__DO THIS__. Extract each line in the records below that contains the word "gripping", copying those lines in full.
- - -
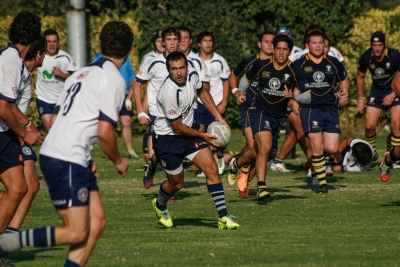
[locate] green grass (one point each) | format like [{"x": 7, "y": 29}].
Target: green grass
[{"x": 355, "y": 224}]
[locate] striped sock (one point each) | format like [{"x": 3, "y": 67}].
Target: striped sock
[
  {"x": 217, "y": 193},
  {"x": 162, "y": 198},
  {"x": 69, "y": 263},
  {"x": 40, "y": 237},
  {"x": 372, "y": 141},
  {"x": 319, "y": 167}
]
- - -
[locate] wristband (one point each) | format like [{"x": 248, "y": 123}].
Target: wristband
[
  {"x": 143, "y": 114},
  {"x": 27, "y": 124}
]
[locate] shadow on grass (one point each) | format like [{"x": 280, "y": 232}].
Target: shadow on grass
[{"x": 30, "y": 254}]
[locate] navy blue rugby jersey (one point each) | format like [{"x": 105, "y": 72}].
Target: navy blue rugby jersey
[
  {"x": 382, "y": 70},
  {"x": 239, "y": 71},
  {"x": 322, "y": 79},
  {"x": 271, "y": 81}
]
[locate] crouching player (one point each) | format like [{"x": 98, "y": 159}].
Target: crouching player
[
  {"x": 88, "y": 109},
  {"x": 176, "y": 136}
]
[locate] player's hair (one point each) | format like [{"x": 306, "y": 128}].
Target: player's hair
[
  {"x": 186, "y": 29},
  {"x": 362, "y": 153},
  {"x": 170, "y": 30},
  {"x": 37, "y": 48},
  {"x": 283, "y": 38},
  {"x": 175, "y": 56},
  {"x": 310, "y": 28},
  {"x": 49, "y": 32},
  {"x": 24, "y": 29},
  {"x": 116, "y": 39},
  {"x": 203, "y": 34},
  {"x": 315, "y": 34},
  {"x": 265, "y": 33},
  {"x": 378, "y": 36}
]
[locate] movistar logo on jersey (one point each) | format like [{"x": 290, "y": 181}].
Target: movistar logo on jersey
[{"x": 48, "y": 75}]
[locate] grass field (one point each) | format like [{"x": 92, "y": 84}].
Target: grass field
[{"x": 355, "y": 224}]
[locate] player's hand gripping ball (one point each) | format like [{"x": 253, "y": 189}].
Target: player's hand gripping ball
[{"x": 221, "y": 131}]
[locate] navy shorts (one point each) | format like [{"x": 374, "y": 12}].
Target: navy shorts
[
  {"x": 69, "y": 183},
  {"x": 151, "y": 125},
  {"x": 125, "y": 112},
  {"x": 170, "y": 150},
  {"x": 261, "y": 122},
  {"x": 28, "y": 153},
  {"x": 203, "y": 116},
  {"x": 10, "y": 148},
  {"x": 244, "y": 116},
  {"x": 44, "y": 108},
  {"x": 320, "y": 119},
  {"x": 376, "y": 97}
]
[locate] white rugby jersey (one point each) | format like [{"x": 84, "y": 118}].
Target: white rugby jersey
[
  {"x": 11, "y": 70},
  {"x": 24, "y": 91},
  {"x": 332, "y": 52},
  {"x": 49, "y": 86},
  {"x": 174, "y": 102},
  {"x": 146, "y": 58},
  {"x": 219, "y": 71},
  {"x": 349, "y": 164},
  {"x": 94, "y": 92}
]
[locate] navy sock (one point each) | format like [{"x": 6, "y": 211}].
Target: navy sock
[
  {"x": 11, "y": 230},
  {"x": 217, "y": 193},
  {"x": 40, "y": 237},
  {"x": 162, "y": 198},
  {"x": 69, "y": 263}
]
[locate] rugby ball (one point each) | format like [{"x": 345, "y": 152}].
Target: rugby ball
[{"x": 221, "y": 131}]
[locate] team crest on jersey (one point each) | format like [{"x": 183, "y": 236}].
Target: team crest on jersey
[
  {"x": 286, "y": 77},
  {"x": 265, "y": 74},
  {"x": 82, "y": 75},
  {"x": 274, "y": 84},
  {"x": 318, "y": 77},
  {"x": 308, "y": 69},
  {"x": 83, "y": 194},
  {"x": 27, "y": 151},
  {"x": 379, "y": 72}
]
- - -
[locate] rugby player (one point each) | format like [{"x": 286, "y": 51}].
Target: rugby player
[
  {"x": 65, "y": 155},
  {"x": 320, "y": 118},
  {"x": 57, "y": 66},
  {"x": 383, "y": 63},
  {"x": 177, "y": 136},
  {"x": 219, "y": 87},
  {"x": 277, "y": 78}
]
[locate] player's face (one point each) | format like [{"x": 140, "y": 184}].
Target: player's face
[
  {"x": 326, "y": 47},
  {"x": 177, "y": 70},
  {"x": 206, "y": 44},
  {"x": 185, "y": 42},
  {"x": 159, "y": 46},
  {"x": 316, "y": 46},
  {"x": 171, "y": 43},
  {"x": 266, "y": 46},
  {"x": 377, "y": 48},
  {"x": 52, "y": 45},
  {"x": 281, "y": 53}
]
- - -
__REPLY__.
[locate] player's hand gripping ball (one point each) | format like [{"x": 253, "y": 189}].
Target: player's hand gripping ball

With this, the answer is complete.